*Work required*: Without omitting anything, return the records precisely as given.

*Input for this task*:
* START *

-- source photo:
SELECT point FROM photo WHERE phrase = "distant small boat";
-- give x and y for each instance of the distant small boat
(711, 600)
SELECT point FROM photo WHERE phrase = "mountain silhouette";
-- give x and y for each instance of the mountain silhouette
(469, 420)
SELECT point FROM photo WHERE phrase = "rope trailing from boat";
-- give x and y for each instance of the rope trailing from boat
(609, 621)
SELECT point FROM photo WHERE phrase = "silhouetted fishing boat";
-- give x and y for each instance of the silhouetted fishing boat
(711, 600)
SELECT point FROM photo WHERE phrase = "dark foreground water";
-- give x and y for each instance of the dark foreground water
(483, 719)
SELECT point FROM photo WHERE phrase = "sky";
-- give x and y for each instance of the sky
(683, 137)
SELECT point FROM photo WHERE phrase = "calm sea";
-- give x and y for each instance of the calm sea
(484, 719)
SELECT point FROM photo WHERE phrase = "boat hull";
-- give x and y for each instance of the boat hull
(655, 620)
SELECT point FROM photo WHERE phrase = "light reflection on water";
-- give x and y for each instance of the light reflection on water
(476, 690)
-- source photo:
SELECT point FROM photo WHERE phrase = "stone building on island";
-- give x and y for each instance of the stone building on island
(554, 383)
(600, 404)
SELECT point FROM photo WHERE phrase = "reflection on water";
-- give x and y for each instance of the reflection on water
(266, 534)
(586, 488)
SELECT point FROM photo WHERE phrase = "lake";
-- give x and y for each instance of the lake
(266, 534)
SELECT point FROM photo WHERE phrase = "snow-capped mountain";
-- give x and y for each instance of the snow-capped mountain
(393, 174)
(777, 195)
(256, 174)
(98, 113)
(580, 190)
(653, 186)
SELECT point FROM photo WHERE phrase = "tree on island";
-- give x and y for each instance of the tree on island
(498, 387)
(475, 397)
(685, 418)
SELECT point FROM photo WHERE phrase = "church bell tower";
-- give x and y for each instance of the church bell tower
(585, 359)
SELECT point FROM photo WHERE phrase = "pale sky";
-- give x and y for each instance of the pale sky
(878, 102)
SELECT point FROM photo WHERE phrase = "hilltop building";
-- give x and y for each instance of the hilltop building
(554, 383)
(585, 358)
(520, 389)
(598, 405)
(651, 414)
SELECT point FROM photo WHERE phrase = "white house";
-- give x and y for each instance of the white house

* END *

*Complete output*:
-- source photo:
SELECT point FROM photo WHERE phrase = "distant small boat";
-- give x and y for each instance of the distant small boat
(711, 600)
SELECT point FROM photo WHERE phrase = "mountain silhouette";
-- give x and y for each instance of the mountain silhouette
(469, 420)
SELECT point FROM photo WHERE phrase = "rope trailing from boat";
-- give x and y for each instance of the rope trailing from boat
(609, 621)
SELECT point FROM photo WHERE phrase = "silhouetted fishing boat";
-- give x and y for each instance of the silhouetted fishing boat
(711, 600)
SELECT point FROM photo WHERE phrase = "dark foreground water";
-- give x and y for each instance of the dark foreground water
(483, 719)
SELECT point FROM photo WHERE phrase = "sky";
-- give x and y for each instance of the sky
(683, 137)
SELECT point FROM photo WHERE phrase = "calm sea";
-- give x and y for each instance of the calm sea
(484, 719)
SELECT point FROM photo WHERE phrase = "boat hull";
-- give x and y for each instance of the boat hull
(655, 620)
SELECT point FROM photo WHERE phrase = "light reflection on water";
-- give x and y for each instance of the light reflection on water
(476, 690)
-- source photo:
SELECT point FROM photo WHERE phrase = "stone building on island";
-- give x and y for each instance of the stone building on island
(554, 383)
(600, 404)
SELECT point FROM photo WHERE phrase = "reflection on water";
-- give x and y for each instance of the reflection on water
(266, 534)
(586, 488)
SELECT point FROM photo WHERE phrase = "lake";
-- give x and y for each instance of the lake
(266, 534)
SELECT point FROM photo WHERE phrase = "snow-capped mountain";
-- give x and y for each instance of the snow-capped mountain
(393, 174)
(777, 195)
(256, 174)
(98, 113)
(580, 190)
(653, 186)
SELECT point FROM photo WHERE phrase = "tree on island";
-- give x and y for each instance of the tree on island
(498, 387)
(475, 397)
(685, 418)
SELECT point FROM photo WHERE phrase = "church bell tower";
-- give x and y for each instance of the church bell tower
(585, 359)
SELECT point FROM photo WHERE phrase = "pale sky";
-- give x and y for each instance of the pale sky
(878, 102)
SELECT point FROM photo WHERE phrase = "hilltop building";
-- give x and y for each instance of the hilltop building
(554, 383)
(585, 358)
(520, 389)
(598, 405)
(651, 414)
SELECT point FROM photo WHERE phrase = "white house";
-- give x and y for each instance of the white house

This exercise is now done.